▶ Assignment
Copy the data below verbatim, leaving no line out.

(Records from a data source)
+ + + +

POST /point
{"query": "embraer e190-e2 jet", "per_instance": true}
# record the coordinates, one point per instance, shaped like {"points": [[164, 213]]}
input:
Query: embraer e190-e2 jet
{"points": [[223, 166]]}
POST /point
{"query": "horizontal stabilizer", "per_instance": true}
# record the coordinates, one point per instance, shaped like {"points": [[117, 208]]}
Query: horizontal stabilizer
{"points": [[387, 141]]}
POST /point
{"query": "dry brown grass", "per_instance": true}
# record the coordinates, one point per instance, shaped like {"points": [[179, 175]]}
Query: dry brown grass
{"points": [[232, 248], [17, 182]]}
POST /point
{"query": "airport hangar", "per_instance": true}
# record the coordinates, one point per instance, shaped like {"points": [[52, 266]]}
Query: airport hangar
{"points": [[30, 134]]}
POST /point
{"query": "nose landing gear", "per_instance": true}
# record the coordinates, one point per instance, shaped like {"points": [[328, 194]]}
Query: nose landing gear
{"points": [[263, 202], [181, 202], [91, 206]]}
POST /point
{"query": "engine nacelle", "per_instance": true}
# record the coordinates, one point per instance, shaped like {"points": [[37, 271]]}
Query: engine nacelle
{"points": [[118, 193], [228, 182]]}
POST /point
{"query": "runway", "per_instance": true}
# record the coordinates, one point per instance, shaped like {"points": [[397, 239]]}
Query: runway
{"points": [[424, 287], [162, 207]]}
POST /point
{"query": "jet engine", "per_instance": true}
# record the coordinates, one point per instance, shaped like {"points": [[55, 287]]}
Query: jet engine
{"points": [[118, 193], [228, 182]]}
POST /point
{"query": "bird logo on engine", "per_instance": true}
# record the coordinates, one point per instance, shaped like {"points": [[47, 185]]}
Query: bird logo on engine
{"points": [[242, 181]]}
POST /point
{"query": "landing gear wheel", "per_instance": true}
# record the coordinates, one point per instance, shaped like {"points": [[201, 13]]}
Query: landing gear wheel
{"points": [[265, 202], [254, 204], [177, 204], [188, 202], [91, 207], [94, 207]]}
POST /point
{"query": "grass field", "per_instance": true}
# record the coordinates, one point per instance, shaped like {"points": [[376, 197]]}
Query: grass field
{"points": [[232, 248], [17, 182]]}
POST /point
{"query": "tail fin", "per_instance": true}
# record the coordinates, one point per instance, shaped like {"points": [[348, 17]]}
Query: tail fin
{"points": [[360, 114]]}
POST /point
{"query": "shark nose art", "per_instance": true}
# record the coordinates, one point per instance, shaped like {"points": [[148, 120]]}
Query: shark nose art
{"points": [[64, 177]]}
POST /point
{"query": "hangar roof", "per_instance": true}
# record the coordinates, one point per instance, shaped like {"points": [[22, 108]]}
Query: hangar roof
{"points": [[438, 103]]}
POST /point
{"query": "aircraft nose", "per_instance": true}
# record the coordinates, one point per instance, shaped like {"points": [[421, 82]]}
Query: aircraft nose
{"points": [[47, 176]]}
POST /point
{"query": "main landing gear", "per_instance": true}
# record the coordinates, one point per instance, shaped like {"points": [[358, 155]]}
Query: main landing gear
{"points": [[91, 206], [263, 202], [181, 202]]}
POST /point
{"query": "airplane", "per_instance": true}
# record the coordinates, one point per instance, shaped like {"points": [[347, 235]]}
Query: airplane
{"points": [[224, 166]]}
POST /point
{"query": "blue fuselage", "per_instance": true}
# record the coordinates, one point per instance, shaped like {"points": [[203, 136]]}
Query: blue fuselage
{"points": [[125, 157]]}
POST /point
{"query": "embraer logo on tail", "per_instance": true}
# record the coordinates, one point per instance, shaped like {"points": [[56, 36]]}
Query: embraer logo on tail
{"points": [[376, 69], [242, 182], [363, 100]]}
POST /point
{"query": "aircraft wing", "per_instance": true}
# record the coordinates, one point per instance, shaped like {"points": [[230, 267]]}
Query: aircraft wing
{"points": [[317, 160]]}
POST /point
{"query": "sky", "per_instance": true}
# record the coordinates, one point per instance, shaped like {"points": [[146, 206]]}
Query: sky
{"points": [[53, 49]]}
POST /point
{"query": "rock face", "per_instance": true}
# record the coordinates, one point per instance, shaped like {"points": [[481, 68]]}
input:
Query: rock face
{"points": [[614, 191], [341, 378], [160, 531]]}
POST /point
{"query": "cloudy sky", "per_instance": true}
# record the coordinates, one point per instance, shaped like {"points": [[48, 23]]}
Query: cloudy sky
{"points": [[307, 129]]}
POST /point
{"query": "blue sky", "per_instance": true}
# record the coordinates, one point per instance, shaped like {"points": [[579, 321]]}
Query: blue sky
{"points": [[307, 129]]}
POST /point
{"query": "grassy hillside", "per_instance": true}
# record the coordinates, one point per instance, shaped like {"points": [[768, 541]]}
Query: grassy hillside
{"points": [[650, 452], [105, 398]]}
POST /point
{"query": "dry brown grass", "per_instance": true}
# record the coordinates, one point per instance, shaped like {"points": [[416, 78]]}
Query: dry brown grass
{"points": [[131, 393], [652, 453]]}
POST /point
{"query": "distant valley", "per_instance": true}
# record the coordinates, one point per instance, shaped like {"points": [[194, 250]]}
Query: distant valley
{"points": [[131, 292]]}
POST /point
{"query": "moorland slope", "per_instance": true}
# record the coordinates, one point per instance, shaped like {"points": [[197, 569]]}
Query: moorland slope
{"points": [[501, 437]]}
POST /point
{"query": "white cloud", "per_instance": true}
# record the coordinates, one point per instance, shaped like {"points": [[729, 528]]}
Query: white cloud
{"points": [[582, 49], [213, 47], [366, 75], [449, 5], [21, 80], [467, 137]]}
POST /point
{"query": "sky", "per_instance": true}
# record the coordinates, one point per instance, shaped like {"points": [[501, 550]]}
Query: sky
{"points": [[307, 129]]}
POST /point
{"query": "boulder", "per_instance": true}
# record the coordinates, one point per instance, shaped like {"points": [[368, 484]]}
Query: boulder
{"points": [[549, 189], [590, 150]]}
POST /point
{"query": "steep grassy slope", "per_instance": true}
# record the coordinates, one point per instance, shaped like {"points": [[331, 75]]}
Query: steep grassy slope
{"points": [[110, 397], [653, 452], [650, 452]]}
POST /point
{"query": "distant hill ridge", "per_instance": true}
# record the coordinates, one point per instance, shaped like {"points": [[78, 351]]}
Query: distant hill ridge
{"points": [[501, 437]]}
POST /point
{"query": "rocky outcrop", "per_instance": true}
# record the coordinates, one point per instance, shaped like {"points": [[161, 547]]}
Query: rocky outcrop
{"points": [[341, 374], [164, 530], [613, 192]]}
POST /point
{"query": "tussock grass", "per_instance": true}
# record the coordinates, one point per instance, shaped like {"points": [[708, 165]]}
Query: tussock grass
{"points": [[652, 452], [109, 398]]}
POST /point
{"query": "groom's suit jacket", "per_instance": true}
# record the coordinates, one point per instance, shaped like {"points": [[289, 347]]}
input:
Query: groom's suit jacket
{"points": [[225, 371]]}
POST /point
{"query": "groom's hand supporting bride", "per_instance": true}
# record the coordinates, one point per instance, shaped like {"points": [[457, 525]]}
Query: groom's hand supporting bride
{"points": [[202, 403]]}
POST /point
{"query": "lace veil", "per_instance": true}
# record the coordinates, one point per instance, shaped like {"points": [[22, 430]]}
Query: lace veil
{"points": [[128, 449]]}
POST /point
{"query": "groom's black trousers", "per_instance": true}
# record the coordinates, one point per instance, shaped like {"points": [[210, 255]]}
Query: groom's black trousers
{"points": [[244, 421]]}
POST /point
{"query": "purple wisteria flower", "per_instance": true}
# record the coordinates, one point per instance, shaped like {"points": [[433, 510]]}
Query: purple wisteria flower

+ + + +

▶ Answer to this problem
POST /point
{"query": "embraer e190-e2 jet", "per_instance": true}
# record the coordinates, one point per instance, shaped like {"points": [[164, 213]]}
input:
Query: embraer e190-e2 jet
{"points": [[223, 166]]}
POST /point
{"query": "horizontal stabilizer", "per_instance": true}
# record the coordinates, one point per instance, shaped like {"points": [[117, 208]]}
Query: horizontal stabilizer
{"points": [[387, 141]]}
POST /point
{"query": "dry brown grass", "per_instance": true}
# record the coordinates, one point per instance, shaped like {"points": [[179, 175]]}
Query: dry brown grass
{"points": [[232, 248], [17, 182]]}
POST /point
{"query": "airport hangar", "per_instance": true}
# record the coordinates, one point per instance, shaped like {"points": [[52, 266]]}
Query: airport hangar
{"points": [[30, 134]]}
POST /point
{"query": "nose landing gear", "per_instance": true}
# record the coordinates, one point per instance, shaped like {"points": [[328, 194]]}
Query: nose landing gear
{"points": [[263, 202], [181, 202], [91, 206]]}
POST /point
{"query": "engine nacelle", "per_instance": true}
# record the coordinates, one point per instance, shaped like {"points": [[37, 271]]}
Query: engine nacelle
{"points": [[118, 193], [228, 182]]}
POST /point
{"query": "runway", "per_instance": true}
# record the coordinates, one point per instance, shaped like {"points": [[397, 239]]}
Query: runway
{"points": [[424, 287], [162, 207]]}
POST /point
{"query": "jet engine", "per_instance": true}
# record the coordinates, one point per instance, shaped like {"points": [[55, 287]]}
Query: jet engine
{"points": [[118, 193], [228, 182]]}
POST /point
{"query": "bird logo on engine", "per_instance": true}
# record the coordinates, one point per instance, shaped like {"points": [[47, 185]]}
Query: bird logo on engine
{"points": [[242, 181]]}
POST /point
{"query": "landing gear wheel", "per_instance": true}
# record the coordinates, one point per instance, shaped like {"points": [[201, 13]]}
Query: landing gear wheel
{"points": [[265, 202], [254, 204], [177, 204], [188, 202], [91, 207], [94, 207]]}
POST /point
{"query": "grass field", "per_instance": true}
# record the coordinates, one point per instance, shaped like {"points": [[376, 197]]}
Query: grass field
{"points": [[232, 248], [17, 182]]}
POST /point
{"query": "tail fin", "per_instance": true}
# record the coordinates, one point per instance, shaped like {"points": [[348, 17]]}
Query: tail fin
{"points": [[360, 114]]}
POST /point
{"query": "shark nose art", "per_instance": true}
# record the coordinates, one point per instance, shaped like {"points": [[148, 120]]}
Query: shark nose art
{"points": [[64, 177]]}
POST /point
{"query": "hangar roof", "per_instance": true}
# record the coordinates, one point per instance, shaped like {"points": [[22, 108]]}
Query: hangar roof
{"points": [[438, 103]]}
POST /point
{"query": "aircraft nose", "per_instance": true}
# record the coordinates, one point per instance, shaped like {"points": [[421, 82]]}
Query: aircraft nose
{"points": [[47, 176]]}
POST /point
{"query": "main landing gear", "per_instance": true}
# record the coordinates, one point per instance, shaped like {"points": [[358, 155]]}
Query: main landing gear
{"points": [[91, 206], [263, 202], [181, 202]]}
POST /point
{"query": "airplane", "per_instance": true}
# record the coordinates, one point per instance, shaped like {"points": [[347, 235]]}
Query: airplane
{"points": [[224, 166]]}
POST /point
{"query": "blue fuselage", "per_instance": true}
# record the coordinates, one point per instance, shaped like {"points": [[203, 136]]}
Query: blue fuselage
{"points": [[125, 157]]}
POST /point
{"query": "embraer logo on tail", "per_instance": true}
# record the coordinates, one point per instance, shaped like {"points": [[56, 36]]}
Query: embraer logo on tail
{"points": [[376, 69], [242, 182], [363, 100]]}
POST /point
{"query": "aircraft wing", "per_instance": true}
# record the coordinates, one point per instance, shaped like {"points": [[230, 267]]}
Query: aircraft wing
{"points": [[317, 160]]}
POST /point
{"query": "sky", "per_instance": true}
# record the coordinates, one point per instance, shaped like {"points": [[146, 206]]}
Query: sky
{"points": [[53, 49]]}
POST /point
{"query": "rock face", "per_instance": true}
# record the coordinates, one point per instance, shaped like {"points": [[481, 68]]}
input:
Query: rock face
{"points": [[614, 191], [341, 378], [160, 531]]}
POST /point
{"query": "cloudy sky", "per_instance": true}
# record the coordinates, one point per instance, shaped like {"points": [[48, 23]]}
Query: cloudy sky
{"points": [[307, 129]]}
POST /point
{"query": "blue sky", "per_instance": true}
# record the coordinates, one point per instance, shaped like {"points": [[579, 321]]}
Query: blue sky
{"points": [[307, 129]]}
POST /point
{"query": "grassy hillside", "per_instance": true}
# record the coordinates, one point per instance, shaped like {"points": [[768, 541]]}
Query: grassy hillside
{"points": [[650, 452], [105, 398]]}
POST /point
{"query": "dry brown grass", "per_instance": true}
# record the coordinates, one point per instance, shaped like {"points": [[416, 78]]}
Query: dry brown grass
{"points": [[131, 393], [652, 453]]}
POST /point
{"query": "distant valley", "per_instance": true}
# record the coordinates, one point per instance, shaped like {"points": [[194, 250]]}
Query: distant valley
{"points": [[131, 292]]}
POST /point
{"query": "moorland slope", "per_instance": true}
# record the coordinates, one point per instance, shaped like {"points": [[197, 569]]}
Query: moorland slope
{"points": [[501, 437]]}
POST /point
{"query": "white cloud", "per_instance": true}
# record the coordinates, one point per instance, shaped like {"points": [[729, 528]]}
Query: white cloud
{"points": [[582, 49], [213, 47], [366, 75], [449, 5], [21, 80], [467, 137]]}
POST /point
{"query": "sky", "per_instance": true}
# record the coordinates, one point per instance, shaped like {"points": [[501, 550]]}
Query: sky
{"points": [[307, 129]]}
POST /point
{"query": "boulder", "per_instance": true}
# record the coordinates, one point per instance, shaped like {"points": [[368, 484]]}
Query: boulder
{"points": [[549, 189], [590, 150]]}
POST /point
{"query": "steep grassy slope", "per_instance": true}
# record the coordinates, one point per instance, shaped like {"points": [[331, 75]]}
Query: steep grassy slope
{"points": [[110, 397], [653, 452], [650, 452]]}
POST /point
{"query": "distant hill ridge", "per_instance": true}
# record the coordinates, one point per instance, shaped like {"points": [[78, 351]]}
Query: distant hill ridge
{"points": [[501, 437]]}
POST /point
{"query": "rocky outcrop", "per_instance": true}
# record the coordinates, one point per instance, shaped like {"points": [[161, 547]]}
Query: rocky outcrop
{"points": [[341, 374], [164, 530], [613, 192]]}
POST /point
{"query": "tussock grass", "per_instance": true}
# record the coordinates, one point per instance, shaped like {"points": [[708, 165]]}
Query: tussock grass
{"points": [[652, 452], [109, 398]]}
POST /point
{"query": "groom's suit jacket", "per_instance": true}
# record the coordinates, one point per instance, shaped like {"points": [[289, 347]]}
input:
Query: groom's suit jacket
{"points": [[225, 371]]}
POST /point
{"query": "groom's hand supporting bride", "per_instance": true}
# record the coordinates, one point per instance, shaped like {"points": [[457, 525]]}
Query: groom's hand supporting bride
{"points": [[202, 403]]}
POST /point
{"query": "lace veil", "per_instance": true}
# record the coordinates, one point per instance, shaped like {"points": [[22, 430]]}
Query: lace veil
{"points": [[128, 449]]}
POST /point
{"query": "groom's black trousers", "per_instance": true}
# record the coordinates, one point per instance, shaped like {"points": [[210, 255]]}
Query: groom's black trousers
{"points": [[244, 421]]}
POST /point
{"query": "purple wisteria flower", "per_instance": true}
# record the coordinates, one point per instance, shaped like {"points": [[433, 510]]}
Query: purple wisteria flower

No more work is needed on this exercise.